■ **Exercise**
Where the listing below has a line with "# Looking for the bird leg", write out exactly that line and every line after it, stopping after the line with "# Looking for the pink leg in the image above".

■ **Excerpted records**
========================================================================
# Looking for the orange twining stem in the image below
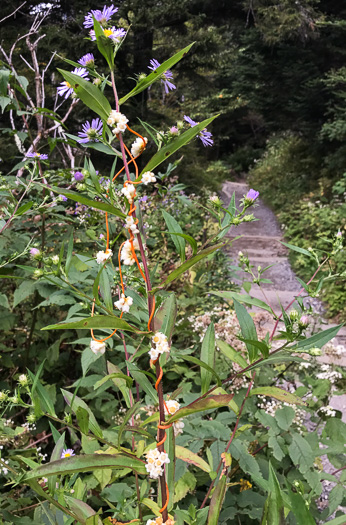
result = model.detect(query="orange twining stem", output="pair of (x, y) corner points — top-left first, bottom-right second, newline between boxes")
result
(147, 296), (155, 331)
(159, 483), (169, 514)
(118, 241), (126, 293)
(126, 124), (146, 143)
(124, 143), (139, 179)
(155, 366), (163, 390)
(106, 212), (110, 250)
(158, 423), (173, 430)
(156, 433), (167, 447)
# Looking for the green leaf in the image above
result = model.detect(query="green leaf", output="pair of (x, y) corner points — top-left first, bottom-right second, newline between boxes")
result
(322, 515), (346, 525)
(288, 489), (315, 525)
(210, 291), (274, 314)
(42, 185), (125, 219)
(268, 435), (285, 461)
(229, 439), (267, 490)
(92, 16), (114, 69)
(156, 243), (224, 289)
(207, 474), (227, 525)
(175, 445), (211, 472)
(162, 210), (186, 262)
(0, 293), (9, 309)
(292, 324), (343, 351)
(328, 484), (344, 515)
(22, 453), (146, 481)
(141, 115), (218, 175)
(288, 433), (314, 474)
(94, 373), (133, 390)
(42, 315), (140, 333)
(28, 365), (57, 417)
(261, 463), (286, 525)
(200, 323), (215, 395)
(62, 389), (103, 438)
(218, 191), (236, 239)
(65, 228), (74, 276)
(216, 339), (251, 378)
(280, 241), (316, 258)
(233, 299), (259, 362)
(119, 43), (194, 105)
(179, 355), (221, 389)
(126, 361), (158, 404)
(167, 394), (235, 423)
(165, 231), (198, 255)
(99, 268), (113, 312)
(154, 293), (177, 341)
(174, 471), (197, 504)
(166, 426), (175, 512)
(250, 387), (306, 406)
(48, 432), (66, 496)
(15, 201), (33, 216)
(65, 496), (102, 524)
(57, 69), (111, 120)
(76, 407), (90, 435)
(118, 402), (141, 447)
(275, 406), (295, 431)
(107, 362), (132, 408)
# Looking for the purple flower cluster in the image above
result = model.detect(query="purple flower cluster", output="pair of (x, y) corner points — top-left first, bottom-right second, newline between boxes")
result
(184, 115), (213, 147)
(25, 152), (48, 159)
(74, 171), (84, 181)
(83, 5), (118, 28)
(57, 68), (89, 99)
(77, 118), (103, 143)
(148, 59), (176, 94)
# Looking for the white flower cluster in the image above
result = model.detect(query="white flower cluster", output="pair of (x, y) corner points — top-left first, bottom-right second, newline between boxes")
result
(114, 293), (133, 313)
(131, 136), (147, 157)
(96, 249), (113, 264)
(142, 171), (156, 185)
(37, 446), (48, 462)
(124, 215), (139, 234)
(316, 364), (342, 384)
(145, 448), (170, 479)
(18, 374), (28, 386)
(164, 399), (184, 436)
(120, 238), (139, 266)
(149, 332), (170, 361)
(319, 405), (336, 418)
(257, 395), (306, 434)
(0, 459), (9, 476)
(90, 340), (106, 355)
(121, 183), (136, 203)
(107, 110), (128, 135)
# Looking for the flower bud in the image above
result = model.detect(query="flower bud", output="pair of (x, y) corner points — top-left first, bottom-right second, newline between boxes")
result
(309, 347), (322, 356)
(93, 78), (102, 86)
(289, 309), (299, 321)
(18, 374), (28, 387)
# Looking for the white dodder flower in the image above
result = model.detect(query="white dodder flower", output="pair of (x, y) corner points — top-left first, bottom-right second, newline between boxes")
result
(149, 332), (170, 361)
(96, 249), (113, 264)
(145, 448), (170, 479)
(114, 293), (133, 313)
(124, 215), (139, 234)
(121, 183), (136, 203)
(142, 171), (156, 185)
(164, 399), (184, 436)
(107, 110), (128, 134)
(90, 340), (106, 355)
(18, 374), (28, 387)
(131, 136), (147, 157)
(120, 238), (139, 266)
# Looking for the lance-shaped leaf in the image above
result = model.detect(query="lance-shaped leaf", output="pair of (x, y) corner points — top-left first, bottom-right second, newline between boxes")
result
(280, 241), (316, 259)
(140, 115), (218, 176)
(201, 323), (215, 395)
(176, 445), (211, 472)
(218, 191), (236, 239)
(166, 427), (175, 511)
(207, 474), (227, 525)
(165, 231), (198, 255)
(48, 432), (66, 496)
(41, 185), (125, 218)
(291, 324), (343, 351)
(233, 299), (259, 362)
(250, 386), (306, 406)
(62, 389), (103, 438)
(119, 43), (194, 104)
(216, 339), (251, 378)
(65, 496), (103, 524)
(167, 394), (235, 423)
(92, 16), (114, 70)
(178, 356), (221, 388)
(155, 243), (224, 290)
(154, 293), (177, 341)
(210, 291), (274, 314)
(57, 69), (111, 120)
(22, 453), (146, 481)
(162, 210), (186, 262)
(107, 362), (132, 408)
(42, 315), (141, 333)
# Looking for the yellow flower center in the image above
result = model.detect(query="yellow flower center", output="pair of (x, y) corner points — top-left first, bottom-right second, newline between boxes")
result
(104, 29), (113, 37)
(64, 81), (71, 88)
(64, 452), (71, 457)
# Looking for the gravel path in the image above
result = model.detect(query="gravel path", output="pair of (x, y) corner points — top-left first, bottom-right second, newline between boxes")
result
(221, 180), (346, 420)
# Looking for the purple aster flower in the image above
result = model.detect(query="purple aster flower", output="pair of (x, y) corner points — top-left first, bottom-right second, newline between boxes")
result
(99, 233), (105, 239)
(139, 195), (148, 203)
(25, 152), (49, 159)
(61, 448), (75, 459)
(78, 53), (95, 67)
(84, 5), (118, 28)
(184, 115), (214, 147)
(90, 26), (126, 42)
(77, 118), (103, 143)
(74, 171), (84, 181)
(30, 248), (40, 258)
(246, 189), (259, 202)
(57, 68), (89, 99)
(148, 59), (176, 94)
(170, 126), (178, 134)
(59, 195), (68, 202)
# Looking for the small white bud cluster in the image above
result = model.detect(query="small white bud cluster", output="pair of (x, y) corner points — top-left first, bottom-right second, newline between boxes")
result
(96, 249), (113, 264)
(141, 171), (156, 185)
(121, 183), (136, 203)
(145, 448), (170, 479)
(51, 255), (60, 265)
(164, 399), (184, 436)
(124, 215), (139, 234)
(114, 293), (133, 313)
(131, 136), (147, 157)
(107, 110), (128, 135)
(319, 405), (336, 417)
(120, 238), (139, 266)
(18, 374), (28, 387)
(90, 340), (106, 355)
(149, 332), (170, 361)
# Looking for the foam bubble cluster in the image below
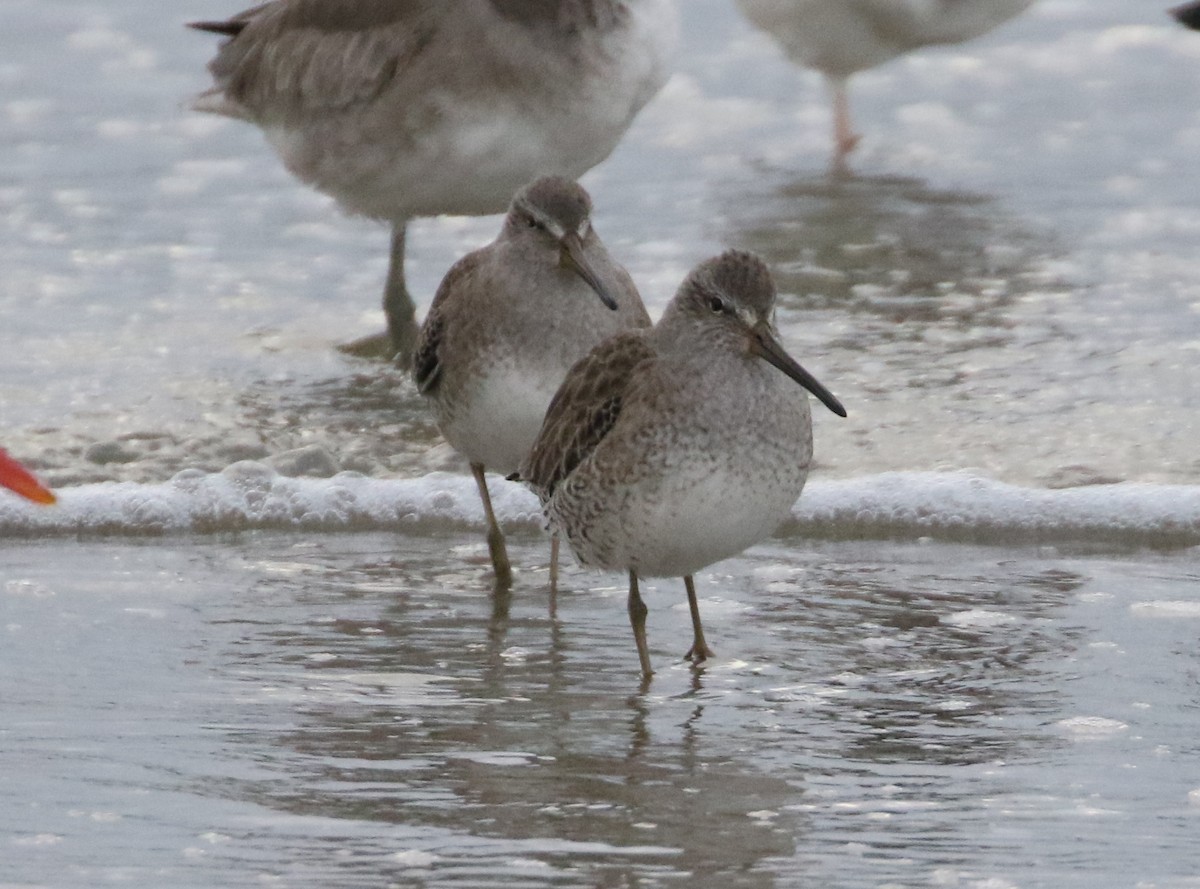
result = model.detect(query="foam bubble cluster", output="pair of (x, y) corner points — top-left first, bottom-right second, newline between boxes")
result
(2, 465), (1198, 548)
(790, 472), (1200, 547)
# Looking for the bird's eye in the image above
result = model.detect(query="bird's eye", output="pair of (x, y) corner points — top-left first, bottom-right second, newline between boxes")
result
(709, 296), (725, 314)
(527, 216), (540, 229)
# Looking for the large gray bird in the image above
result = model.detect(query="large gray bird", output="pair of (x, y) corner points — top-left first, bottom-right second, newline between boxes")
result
(191, 0), (676, 358)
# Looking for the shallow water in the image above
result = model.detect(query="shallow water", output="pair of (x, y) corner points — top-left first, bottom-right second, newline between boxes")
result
(4, 0), (1200, 491)
(4, 0), (1200, 885)
(5, 535), (1200, 887)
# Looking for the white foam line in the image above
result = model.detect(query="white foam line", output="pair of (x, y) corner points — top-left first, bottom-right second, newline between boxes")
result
(789, 472), (1200, 546)
(0, 465), (1197, 547)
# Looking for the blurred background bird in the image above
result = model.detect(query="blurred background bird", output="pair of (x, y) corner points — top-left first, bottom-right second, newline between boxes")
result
(1171, 1), (1200, 29)
(191, 0), (677, 359)
(735, 0), (1035, 172)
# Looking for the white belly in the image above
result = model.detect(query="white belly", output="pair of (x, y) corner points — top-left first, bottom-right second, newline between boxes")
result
(548, 354), (817, 578)
(625, 463), (807, 577)
(555, 446), (811, 579)
(438, 364), (561, 475)
(263, 2), (676, 221)
(736, 0), (1033, 79)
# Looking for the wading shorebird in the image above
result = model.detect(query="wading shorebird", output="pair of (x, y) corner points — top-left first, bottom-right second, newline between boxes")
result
(735, 0), (1035, 172)
(190, 0), (676, 359)
(520, 250), (846, 676)
(413, 176), (650, 590)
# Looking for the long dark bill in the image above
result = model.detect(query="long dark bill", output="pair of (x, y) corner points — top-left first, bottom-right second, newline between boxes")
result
(750, 322), (847, 417)
(560, 232), (619, 311)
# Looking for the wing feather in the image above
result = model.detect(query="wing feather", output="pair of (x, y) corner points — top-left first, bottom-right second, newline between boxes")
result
(520, 332), (655, 499)
(192, 0), (441, 120)
(411, 257), (480, 395)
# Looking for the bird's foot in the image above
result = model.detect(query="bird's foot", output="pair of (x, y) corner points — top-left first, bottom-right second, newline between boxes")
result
(336, 330), (397, 361)
(830, 138), (860, 179)
(683, 643), (714, 664)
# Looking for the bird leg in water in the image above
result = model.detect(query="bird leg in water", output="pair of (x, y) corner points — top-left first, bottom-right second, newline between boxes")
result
(829, 78), (861, 174)
(471, 463), (513, 589)
(683, 574), (714, 662)
(338, 223), (420, 361)
(628, 570), (653, 677)
(549, 534), (561, 614)
(384, 222), (420, 362)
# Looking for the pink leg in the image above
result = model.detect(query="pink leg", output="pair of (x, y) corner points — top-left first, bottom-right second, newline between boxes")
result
(829, 77), (860, 174)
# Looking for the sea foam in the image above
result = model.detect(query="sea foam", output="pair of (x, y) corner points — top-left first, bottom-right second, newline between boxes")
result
(0, 463), (1197, 547)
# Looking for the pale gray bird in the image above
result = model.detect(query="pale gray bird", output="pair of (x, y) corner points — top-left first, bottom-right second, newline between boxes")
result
(190, 0), (676, 358)
(413, 176), (650, 589)
(736, 0), (1035, 172)
(521, 250), (846, 676)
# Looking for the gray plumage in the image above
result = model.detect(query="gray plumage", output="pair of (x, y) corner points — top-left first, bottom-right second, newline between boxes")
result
(521, 250), (846, 675)
(735, 0), (1034, 170)
(191, 0), (676, 356)
(413, 175), (650, 587)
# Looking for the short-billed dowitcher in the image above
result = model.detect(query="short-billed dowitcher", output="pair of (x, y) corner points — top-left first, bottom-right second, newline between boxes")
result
(520, 250), (845, 675)
(414, 176), (650, 588)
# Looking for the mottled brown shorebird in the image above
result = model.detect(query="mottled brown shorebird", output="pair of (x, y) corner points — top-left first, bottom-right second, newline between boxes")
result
(520, 250), (846, 676)
(735, 0), (1034, 172)
(413, 176), (650, 588)
(190, 0), (676, 359)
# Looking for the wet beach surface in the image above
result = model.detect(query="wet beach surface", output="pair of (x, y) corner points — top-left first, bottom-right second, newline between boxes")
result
(5, 534), (1200, 887)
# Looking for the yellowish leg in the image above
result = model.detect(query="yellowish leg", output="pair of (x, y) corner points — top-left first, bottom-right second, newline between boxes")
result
(383, 222), (420, 361)
(338, 222), (416, 360)
(471, 462), (512, 589)
(628, 570), (653, 677)
(548, 534), (560, 616)
(682, 575), (714, 663)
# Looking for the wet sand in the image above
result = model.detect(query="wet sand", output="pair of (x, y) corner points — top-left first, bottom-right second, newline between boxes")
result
(4, 533), (1200, 886)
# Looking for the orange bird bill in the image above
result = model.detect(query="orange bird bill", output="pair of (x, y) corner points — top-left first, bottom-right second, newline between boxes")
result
(0, 448), (56, 505)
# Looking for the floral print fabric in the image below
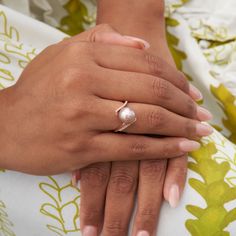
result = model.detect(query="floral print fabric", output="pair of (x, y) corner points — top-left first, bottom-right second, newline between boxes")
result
(0, 0), (236, 235)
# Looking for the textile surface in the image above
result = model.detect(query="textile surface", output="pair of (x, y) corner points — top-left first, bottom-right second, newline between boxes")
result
(0, 0), (236, 235)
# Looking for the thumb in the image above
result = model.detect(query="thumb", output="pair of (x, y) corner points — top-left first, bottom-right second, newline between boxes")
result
(68, 24), (150, 50)
(93, 31), (150, 50)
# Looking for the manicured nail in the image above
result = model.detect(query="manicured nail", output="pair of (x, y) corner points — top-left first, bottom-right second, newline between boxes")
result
(71, 172), (77, 187)
(137, 231), (150, 236)
(169, 184), (180, 208)
(83, 226), (97, 236)
(179, 140), (200, 152)
(197, 106), (213, 121)
(189, 84), (203, 101)
(196, 123), (213, 136)
(124, 36), (150, 49)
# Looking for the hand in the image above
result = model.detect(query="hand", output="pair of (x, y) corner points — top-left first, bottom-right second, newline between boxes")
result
========================================================================
■ **Answer section**
# Looking for the bird leg in water in the image above
result = model.detect(query="bird leg in water", output="pair of (x, y) corner points — top-left first, bottom-right second, newline between boxes")
result
(829, 78), (861, 174)
(471, 463), (513, 589)
(683, 574), (714, 662)
(338, 223), (420, 361)
(628, 570), (653, 677)
(549, 534), (561, 614)
(384, 222), (420, 362)
# Looking for the pink leg in the image above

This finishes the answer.